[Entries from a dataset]
- - - - - - -

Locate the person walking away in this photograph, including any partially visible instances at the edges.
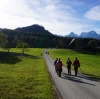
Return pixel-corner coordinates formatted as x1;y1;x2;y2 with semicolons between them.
56;58;63;76
54;58;58;72
66;58;72;75
72;57;80;76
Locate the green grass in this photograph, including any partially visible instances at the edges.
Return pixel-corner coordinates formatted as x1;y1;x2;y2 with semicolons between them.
49;49;100;79
0;48;54;99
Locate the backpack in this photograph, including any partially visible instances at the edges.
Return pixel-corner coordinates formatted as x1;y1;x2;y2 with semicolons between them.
57;61;62;69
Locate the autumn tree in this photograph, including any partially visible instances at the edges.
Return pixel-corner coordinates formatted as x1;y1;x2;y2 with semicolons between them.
17;42;29;53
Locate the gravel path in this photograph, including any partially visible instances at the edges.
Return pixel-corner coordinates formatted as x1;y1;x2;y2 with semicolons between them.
44;53;100;99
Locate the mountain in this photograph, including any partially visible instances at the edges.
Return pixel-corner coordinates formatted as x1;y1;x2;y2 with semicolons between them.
15;24;52;34
67;31;100;39
79;31;99;39
65;32;78;37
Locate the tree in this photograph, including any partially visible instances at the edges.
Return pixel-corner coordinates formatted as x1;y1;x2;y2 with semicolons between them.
0;31;8;49
17;42;29;53
88;40;97;49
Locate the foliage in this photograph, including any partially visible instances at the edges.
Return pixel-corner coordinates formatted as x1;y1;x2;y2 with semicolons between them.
88;40;97;49
49;49;100;78
0;31;8;48
17;42;29;53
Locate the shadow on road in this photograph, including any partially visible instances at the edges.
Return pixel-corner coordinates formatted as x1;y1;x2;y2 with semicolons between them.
61;73;96;86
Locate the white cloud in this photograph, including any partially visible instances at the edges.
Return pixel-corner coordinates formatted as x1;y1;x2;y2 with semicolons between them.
0;0;100;35
85;6;100;21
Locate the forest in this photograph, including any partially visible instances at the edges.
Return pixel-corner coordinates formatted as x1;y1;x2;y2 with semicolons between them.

- - - - - - -

**What you will do**
Change every "photograph" in the entries above to "image" and give all the lines again with nothing else altered. Leave the pictures out.

**Full answer**
Locate the person walking away in this image, including any partially visible instances at the edges.
Return pixel-corner coordinates formatted as x1;y1;x2;y2 with semicolons between them.
56;58;63;76
54;58;58;72
66;58;72;75
72;57;80;76
Locate the green grass in this image, including any partially visible instances at the edges.
Return pixel-corner coordinates formatted as x1;y1;x2;y2 with semicolons between them.
49;49;100;79
0;48;54;99
Locate the backpack in this image, including any partially visible instances at the edges.
Return pixel-corner coordinates formatted as x1;y1;x2;y2 with semicolons between them.
57;61;62;69
Locate the autumn tree in this image, including any partially visible instances at the edges.
Return pixel-corner coordinates formatted as x1;y1;x2;y2 with semicolons between them.
17;42;29;53
Locate the gravel path in this image, including any partially visible instances at the edges.
Return pixel-corner coordinates formatted as x1;y1;x2;y2 with semicolons between them.
44;53;100;99
Locate the mountain in this image, including any partially visible instances at the edges.
Return pixel-corner coordinates formatted as x1;y1;x2;y2 with semicolons between them.
15;24;52;34
67;31;100;39
79;31;99;39
65;32;78;37
Locate the tree in this image, including any partially visible instances at the edges.
Return pixel-corner coordinates formatted as x1;y1;x2;y2 with semicolons between them.
0;31;8;49
17;42;29;53
88;40;97;49
Locate the foliage in this image, including any partially visible instances at the edges.
Return pixel-corner coordinates formatted as x1;y1;x2;y2 with semicolons between them.
88;40;97;49
49;49;100;78
0;31;8;48
17;42;29;53
Locate the shadow on road in this image, including any partially visible instances at the edges.
Return pixel-corner coordinates formatted as x1;y1;x2;y2 with semicolons between them.
61;73;96;86
Locate the white cloud in this image, including any partially visible instances at the edges.
Return pixel-corner coordinates formatted as x1;y1;x2;y2 with semicolons between them.
0;0;100;35
85;6;100;21
Locate the forest in this image, including any partially visible instances at the edges.
Return pixel-corner coordinates formatted as x1;y1;x2;y2 with semicolons between them.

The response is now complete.